### ACTIVITY
Every line below between the line holding "Target: dragon logo" and the line holding "each like [11,816].", inclusive, should be repeated exactly, and all other lines omitted.

Referring expression pointing data:
------

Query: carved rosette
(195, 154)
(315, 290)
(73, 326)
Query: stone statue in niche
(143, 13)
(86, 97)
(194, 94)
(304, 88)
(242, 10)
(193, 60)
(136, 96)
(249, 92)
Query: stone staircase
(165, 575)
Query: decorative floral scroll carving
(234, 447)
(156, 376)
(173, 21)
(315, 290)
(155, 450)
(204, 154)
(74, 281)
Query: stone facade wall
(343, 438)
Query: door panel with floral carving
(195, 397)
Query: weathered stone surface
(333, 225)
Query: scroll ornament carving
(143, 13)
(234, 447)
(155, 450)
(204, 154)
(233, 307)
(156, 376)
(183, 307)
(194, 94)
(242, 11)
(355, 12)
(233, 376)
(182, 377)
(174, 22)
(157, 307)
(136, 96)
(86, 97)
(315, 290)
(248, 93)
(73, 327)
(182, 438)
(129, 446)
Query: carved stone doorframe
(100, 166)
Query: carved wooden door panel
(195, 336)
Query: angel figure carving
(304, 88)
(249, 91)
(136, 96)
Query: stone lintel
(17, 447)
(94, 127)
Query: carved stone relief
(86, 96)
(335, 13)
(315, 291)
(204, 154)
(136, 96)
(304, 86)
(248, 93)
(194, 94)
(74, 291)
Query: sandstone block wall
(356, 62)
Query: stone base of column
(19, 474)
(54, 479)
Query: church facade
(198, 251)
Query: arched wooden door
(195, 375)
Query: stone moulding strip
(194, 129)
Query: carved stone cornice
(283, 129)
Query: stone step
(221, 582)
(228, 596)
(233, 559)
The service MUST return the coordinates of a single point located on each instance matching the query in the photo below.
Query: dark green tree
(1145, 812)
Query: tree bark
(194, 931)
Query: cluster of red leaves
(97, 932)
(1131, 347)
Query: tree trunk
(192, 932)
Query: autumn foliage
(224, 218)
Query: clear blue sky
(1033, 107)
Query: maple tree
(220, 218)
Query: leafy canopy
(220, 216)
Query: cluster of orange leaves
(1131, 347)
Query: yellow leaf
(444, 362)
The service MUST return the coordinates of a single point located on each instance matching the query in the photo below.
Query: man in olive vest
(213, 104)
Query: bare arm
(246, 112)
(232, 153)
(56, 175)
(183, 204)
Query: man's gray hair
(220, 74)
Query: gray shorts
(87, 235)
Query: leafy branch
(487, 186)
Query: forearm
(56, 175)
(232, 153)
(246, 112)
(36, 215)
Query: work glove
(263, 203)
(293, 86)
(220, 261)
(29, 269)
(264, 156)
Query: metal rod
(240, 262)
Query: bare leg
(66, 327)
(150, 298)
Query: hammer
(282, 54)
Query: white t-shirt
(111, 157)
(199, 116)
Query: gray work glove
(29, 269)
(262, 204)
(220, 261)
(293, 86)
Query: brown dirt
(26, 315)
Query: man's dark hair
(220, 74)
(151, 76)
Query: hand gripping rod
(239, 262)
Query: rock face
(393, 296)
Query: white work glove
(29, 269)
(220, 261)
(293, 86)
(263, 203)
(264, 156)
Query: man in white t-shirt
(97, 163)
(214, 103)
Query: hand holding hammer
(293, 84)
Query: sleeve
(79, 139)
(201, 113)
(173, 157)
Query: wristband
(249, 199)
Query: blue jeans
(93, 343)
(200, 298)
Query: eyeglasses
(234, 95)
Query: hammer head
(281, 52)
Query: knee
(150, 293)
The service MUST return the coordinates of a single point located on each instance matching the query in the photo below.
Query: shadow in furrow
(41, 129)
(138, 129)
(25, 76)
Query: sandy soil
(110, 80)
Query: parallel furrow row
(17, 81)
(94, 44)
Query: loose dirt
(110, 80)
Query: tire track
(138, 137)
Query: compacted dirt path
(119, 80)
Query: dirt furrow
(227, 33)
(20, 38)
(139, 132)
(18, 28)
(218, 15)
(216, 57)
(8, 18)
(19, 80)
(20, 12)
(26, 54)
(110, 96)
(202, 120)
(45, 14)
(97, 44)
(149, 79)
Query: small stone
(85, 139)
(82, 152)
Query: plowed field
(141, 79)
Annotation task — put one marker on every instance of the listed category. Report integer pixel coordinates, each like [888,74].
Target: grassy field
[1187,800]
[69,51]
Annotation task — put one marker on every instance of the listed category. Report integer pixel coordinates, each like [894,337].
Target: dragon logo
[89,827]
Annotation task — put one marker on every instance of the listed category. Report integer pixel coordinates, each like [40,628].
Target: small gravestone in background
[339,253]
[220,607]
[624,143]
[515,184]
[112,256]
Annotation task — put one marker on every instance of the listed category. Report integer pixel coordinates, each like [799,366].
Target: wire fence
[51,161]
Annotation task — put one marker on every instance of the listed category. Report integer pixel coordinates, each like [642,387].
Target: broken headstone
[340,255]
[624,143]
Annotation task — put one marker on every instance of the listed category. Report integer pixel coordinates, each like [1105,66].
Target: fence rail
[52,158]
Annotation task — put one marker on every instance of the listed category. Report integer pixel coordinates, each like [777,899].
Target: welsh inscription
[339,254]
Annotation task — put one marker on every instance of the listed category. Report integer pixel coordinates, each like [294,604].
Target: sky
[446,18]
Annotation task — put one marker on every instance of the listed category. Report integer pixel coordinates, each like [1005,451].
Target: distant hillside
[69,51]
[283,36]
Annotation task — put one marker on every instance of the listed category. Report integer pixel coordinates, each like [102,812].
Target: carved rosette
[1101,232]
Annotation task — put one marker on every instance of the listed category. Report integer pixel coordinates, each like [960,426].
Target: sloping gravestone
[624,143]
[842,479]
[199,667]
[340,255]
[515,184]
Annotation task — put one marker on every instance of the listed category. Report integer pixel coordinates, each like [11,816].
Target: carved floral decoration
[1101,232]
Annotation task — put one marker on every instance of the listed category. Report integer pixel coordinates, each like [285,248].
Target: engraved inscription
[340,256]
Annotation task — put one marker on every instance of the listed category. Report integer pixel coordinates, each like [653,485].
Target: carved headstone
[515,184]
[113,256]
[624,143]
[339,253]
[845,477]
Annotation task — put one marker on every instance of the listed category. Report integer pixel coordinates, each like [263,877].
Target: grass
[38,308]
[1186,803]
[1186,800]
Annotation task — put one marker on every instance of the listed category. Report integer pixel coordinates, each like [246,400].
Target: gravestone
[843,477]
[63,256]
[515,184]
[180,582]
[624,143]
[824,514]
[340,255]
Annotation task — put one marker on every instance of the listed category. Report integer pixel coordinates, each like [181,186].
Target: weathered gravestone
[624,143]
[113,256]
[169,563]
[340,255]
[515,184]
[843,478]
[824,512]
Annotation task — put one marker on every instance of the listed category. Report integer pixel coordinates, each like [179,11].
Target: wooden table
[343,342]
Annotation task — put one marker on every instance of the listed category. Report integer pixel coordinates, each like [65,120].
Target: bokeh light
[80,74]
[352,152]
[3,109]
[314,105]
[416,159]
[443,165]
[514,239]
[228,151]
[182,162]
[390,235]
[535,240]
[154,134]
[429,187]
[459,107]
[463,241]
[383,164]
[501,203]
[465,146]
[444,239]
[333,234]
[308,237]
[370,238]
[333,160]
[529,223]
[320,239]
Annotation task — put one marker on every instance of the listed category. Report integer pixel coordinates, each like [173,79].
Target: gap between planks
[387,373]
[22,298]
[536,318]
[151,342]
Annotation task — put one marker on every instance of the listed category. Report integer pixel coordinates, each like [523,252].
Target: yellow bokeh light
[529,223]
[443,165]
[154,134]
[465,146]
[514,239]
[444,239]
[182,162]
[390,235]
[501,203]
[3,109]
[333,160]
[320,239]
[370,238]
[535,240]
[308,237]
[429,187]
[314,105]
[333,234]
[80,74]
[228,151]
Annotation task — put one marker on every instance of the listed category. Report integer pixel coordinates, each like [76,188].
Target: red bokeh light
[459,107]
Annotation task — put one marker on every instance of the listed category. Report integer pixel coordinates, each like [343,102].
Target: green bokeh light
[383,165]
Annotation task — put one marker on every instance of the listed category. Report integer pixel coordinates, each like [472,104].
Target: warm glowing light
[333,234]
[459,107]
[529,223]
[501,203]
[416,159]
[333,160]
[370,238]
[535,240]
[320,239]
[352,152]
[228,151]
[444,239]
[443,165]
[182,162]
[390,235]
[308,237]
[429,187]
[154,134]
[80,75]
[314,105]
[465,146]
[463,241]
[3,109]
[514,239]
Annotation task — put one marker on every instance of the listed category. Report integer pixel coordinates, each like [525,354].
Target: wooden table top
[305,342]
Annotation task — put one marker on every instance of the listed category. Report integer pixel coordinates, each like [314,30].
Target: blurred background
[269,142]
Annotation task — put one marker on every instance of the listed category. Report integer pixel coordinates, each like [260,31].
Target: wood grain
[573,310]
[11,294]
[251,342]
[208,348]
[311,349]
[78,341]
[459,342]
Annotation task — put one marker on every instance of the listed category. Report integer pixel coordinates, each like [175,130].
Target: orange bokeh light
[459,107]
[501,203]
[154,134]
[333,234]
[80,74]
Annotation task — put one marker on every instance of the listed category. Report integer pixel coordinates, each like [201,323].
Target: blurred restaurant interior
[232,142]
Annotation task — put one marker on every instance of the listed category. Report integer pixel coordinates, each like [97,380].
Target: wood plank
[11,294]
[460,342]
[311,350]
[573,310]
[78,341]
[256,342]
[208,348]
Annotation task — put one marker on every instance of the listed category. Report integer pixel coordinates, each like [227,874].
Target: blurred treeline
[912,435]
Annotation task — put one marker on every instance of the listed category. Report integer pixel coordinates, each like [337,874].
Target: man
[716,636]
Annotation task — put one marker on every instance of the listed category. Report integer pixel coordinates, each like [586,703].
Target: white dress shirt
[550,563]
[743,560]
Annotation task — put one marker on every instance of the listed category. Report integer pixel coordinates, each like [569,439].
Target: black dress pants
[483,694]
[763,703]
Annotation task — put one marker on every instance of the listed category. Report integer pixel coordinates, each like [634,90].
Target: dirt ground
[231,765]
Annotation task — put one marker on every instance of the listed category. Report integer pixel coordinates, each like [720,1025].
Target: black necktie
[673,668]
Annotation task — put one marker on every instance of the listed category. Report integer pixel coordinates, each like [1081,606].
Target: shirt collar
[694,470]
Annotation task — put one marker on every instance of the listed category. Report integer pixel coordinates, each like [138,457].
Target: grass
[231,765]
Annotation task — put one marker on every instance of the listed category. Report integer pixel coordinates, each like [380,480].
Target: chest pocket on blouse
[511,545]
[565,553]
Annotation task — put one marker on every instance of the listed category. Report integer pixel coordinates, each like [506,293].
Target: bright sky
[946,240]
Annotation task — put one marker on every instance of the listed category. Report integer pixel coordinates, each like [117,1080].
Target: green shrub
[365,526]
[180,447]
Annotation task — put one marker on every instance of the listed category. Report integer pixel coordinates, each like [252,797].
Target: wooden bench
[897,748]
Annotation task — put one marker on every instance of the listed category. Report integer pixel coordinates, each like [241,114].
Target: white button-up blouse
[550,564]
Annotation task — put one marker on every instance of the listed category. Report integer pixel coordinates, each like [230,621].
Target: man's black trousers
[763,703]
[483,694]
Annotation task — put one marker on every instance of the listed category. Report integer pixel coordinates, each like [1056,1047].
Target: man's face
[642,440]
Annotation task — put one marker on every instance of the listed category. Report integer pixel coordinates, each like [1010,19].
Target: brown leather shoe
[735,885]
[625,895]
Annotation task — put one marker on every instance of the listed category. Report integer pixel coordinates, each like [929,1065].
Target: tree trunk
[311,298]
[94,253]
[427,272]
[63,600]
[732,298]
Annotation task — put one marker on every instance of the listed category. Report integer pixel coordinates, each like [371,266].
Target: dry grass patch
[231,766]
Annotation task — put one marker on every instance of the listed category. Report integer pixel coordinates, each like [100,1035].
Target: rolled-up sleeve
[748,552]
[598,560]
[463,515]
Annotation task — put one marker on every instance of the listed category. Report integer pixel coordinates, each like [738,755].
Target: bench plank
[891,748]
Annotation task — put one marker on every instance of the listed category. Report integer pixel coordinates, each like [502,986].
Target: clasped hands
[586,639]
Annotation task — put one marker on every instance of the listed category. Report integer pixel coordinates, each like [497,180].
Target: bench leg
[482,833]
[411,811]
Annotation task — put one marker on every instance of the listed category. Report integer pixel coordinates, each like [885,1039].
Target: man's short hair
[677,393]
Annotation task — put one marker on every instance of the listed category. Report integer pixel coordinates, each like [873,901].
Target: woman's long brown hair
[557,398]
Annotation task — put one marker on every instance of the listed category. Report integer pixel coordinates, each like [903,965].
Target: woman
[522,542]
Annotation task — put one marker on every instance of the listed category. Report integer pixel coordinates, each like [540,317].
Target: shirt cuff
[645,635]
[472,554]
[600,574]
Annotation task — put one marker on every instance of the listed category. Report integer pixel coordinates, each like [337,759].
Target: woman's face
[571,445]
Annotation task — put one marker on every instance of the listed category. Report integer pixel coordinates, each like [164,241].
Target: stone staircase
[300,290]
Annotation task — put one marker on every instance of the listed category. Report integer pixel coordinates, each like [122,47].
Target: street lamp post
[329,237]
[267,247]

------

### WRITTEN ANSWER
Target: dragon logo
[89,827]
Annotation task — put one marker on every instance of the listed category. Report integer pixel coordinates, each like [40,628].
Target: small gravestone in background
[339,253]
[220,607]
[624,143]
[515,184]
[112,256]
Annotation task — put one marker on every instance of the listed category. Report integer pixel coordinates, each like [799,366].
Target: wire fence
[51,161]
Annotation task — put one marker on every instance of the listed category. Report integer pixel coordinates, each like [642,387].
Target: broken headstone
[340,255]
[624,143]
Annotation task — put one marker on every instance of the listed category. Report integer pixel coordinates, each like [1105,66].
Target: fence rail
[52,158]
Annotation task — put one marker on every instance of the listed category. Report integer pixel coordinates, each like [777,899].
Target: welsh inscription
[339,254]
Annotation task — put one marker on every instance of the listed category. Report integer pixel coordinates, each like [294,604].
Target: sky
[446,18]
Annotation task — put one marker on every instance of the listed category. Report integer pixel coordinates, each like [1005,451].
Target: distant hillside
[69,51]
[283,36]
Annotation task — put one marker on every instance of the listed category. Report integer pixel coordinates, each like [102,812].
Target: carved rosette
[1101,232]
Annotation task — put one marker on every instance of the listed category. Report integer pixel coordinates, each like [960,426].
Target: sloping gravestone
[624,143]
[842,479]
[199,667]
[340,255]
[515,184]
Annotation task — put one marker on every instance of the listed category. Report integer pixel coordinates, each like [11,816].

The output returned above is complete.